= Tripijb =

Music band

Tripi JB is a Spanish-language heavy metal band that is based in Puerto Rico. It was founded in Madrid, and has been well known in the underground scene of Spain, New York City and Puerto Rico for over twenty years.

== Biography==

The band was founded in Pamplona in July 1990 by bass player Manolo Serrano (Snupi), drummer Jose Joaquin Correa (Pepino) and guitar player Luis (Tripi) Vicente. They were underground musicians coming from different bands like "Chinatown" and "Kie-13" with the idea of creating a powerful Hard rock band back in Madrid, where they all resided.

They started playing in Madrid's Usera neighborhood and soon they were known for their strong language and quasi-punk shows on stage. They claimed to be influenced by Spanish heavy metal bands of the day, such as Extremoduro. (A frequent description for the band's sound is "rock puñetero", which loosely translates to "motherfucking rock".)

Two years later (1992) singer Jorge Guzman Mendez joined the band and they started playing softer hard rock music, close to Deep Purple and David Coverdale styles. In 1993 they were semi-finalists in the "Villa de Madrid" rock contest. In that same year the band performed live at Madrid's Revolver Club along the band Grass. At this instance the band recorded their first work, "JB en Revolver Club (Directo 1993)".

In 1994 the band incorporated virtuoso wild guitar player Francisco Gomez (Pako Demonio) when Tripi moved to the United States leaving a guitar vacancy. They continued to play in Madrid, leading to a much harder style, close to the style of the band Motörhead. Guzmán then left the band.

After Tripi's coming back in 1997, the band kept both guitar players, Tripi started to sing, but never played on stage. However, they recorded their first studio album "Tarde, Mal y Nunca" with little production and scarce means, but with their most famous songs (as time would prove) like "El Hijo de Puta", "Animal", and "Borratxo". After this work, Tripi permanently left Spain.

The accidental death of Snupi in an automobile accident in 1999 brought Tripi back to Spain temporarily, bringing some published old live recordings from the band: the work "los conciertos de JB". This work was edited and published in the new record label Tripirecords, and shows "never seen before" live recordings of the band from 1990 to 1992. This same year, they performed a Manolo tribute concert in the famous Vallecas Heavy metal lounge "El Killer". This concert was also recorded and published the same year "Konzierto Etíliko".

▶ [Records provided]
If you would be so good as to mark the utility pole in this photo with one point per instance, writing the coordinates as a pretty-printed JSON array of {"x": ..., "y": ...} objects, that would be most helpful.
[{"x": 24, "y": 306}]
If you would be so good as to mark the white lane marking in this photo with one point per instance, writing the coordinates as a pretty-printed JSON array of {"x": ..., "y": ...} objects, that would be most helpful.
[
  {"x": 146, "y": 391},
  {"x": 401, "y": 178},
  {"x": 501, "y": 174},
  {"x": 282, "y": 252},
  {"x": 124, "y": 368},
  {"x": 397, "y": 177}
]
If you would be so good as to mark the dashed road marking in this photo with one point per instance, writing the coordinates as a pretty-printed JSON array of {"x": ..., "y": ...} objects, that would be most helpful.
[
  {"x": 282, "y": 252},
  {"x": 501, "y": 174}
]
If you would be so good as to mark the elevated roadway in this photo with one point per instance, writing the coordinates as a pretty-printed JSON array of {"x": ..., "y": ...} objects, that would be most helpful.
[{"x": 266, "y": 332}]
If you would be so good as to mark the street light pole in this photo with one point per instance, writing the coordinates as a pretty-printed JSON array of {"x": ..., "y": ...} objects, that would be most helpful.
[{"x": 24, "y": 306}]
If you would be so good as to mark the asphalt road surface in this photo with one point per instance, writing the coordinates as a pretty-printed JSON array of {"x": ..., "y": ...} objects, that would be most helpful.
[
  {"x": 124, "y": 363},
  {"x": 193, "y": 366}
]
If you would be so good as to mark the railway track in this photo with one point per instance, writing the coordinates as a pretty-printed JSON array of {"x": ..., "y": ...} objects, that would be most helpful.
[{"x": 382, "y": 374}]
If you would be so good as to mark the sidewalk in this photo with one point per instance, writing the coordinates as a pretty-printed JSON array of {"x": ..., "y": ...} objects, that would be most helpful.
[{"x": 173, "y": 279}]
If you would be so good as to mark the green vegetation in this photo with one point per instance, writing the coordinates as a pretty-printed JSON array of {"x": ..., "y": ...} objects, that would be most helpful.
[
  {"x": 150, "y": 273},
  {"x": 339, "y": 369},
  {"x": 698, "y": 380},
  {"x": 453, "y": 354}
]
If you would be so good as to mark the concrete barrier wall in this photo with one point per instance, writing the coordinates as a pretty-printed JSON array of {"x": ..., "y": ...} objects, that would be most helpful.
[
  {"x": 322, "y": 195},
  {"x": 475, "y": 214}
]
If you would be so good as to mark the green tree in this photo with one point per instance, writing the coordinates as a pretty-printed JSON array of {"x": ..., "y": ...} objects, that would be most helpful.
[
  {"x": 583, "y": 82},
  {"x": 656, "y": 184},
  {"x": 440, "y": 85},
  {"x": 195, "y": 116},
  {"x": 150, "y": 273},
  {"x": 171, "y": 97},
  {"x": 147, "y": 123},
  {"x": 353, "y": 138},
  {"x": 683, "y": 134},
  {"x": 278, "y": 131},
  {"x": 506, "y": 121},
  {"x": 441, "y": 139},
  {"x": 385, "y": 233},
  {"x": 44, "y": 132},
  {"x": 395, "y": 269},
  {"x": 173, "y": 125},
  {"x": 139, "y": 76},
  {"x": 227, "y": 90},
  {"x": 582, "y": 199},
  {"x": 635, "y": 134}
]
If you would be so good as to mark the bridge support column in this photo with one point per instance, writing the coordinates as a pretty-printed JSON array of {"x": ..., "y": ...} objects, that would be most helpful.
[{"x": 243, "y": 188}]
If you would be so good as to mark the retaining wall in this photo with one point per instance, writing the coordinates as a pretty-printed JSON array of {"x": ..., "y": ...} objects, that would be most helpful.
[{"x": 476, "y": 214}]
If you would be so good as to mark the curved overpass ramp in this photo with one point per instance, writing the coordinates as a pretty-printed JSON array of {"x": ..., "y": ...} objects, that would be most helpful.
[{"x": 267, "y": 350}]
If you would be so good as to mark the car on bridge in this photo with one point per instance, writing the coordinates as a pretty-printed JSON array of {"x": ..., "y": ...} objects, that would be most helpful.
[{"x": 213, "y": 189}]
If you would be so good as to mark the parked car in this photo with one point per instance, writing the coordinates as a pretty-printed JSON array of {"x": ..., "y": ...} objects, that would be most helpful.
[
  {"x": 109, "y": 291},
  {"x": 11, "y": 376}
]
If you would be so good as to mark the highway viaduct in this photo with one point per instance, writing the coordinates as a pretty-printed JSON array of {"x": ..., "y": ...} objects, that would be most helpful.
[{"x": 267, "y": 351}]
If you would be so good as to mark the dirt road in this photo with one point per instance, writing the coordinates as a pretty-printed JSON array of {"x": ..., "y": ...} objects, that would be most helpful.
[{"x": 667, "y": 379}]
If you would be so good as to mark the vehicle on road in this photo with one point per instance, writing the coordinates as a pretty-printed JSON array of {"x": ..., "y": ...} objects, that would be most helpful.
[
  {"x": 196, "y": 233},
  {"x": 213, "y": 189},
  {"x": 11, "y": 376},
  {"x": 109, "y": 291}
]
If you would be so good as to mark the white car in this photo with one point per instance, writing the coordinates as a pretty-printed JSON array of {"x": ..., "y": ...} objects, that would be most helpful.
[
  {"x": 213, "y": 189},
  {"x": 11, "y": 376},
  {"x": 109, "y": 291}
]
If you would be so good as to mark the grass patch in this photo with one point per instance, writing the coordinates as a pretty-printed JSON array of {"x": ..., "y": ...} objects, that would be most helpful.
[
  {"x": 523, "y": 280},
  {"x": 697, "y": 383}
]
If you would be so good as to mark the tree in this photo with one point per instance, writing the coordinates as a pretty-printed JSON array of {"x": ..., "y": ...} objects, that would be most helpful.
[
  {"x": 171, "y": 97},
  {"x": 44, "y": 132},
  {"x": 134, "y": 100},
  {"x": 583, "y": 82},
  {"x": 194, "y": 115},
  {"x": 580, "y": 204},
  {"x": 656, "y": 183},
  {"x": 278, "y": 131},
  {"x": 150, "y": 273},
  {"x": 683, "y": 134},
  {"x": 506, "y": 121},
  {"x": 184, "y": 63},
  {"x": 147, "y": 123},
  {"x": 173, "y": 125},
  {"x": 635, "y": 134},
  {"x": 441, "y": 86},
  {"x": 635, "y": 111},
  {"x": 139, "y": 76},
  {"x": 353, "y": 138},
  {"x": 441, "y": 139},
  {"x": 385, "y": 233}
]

▶ [Problems to solve]
(1) Decide whether each statement below agrees with the band biography above. Answer yes or no for each and quote the deciding words of the text.
(a) Jorge Guzman Mendez joined the band in 1992.
(b) Francisco Gomez joined the band when Tripi moved to the United States.
(c) The band won the "Villa de Madrid" rock contest in 1993.
(2) Reproduce a passage of the band biography above word for word, beginning at the words "Two years later" and stopping after the words "left the band.".

▶ [Response list]
(1)
(a) Yes: "Two years later (1992) singer Jorge Guzman Mendez joined the band"
(b) Yes: "In 1994 the band incorporated virtuoso wild guitar player Francisco Gomez (Pako Demonio) when Tripi moved to the United States leaving a guitar vacancy."
(c) No: "In 1993 they were semi-finalists in the "Villa de Madrid" rock contest."

(2)
Two years later (1992) singer Jorge Guzman Mendez joined the band and they started playing softer hard rock music, close to Deep Purple and David Coverdale styles. In 1993 they were semi-finalists in the "Villa de Madrid" rock contest. In that same year the band performed live at Madrid's Revolver Club along the band Grass. At this instance the band recorded their first work, "JB en Revolver Club (Directo 1993)".

In 1994 the band incorporated virtuoso wild guitar player Francisco Gomez (Pako Demonio) when Tripi moved to the United States leaving a guitar vacancy. They continued to play in Madrid, leading to a much harder style, close to the style of the band Motörhead. Guzmán then left the band.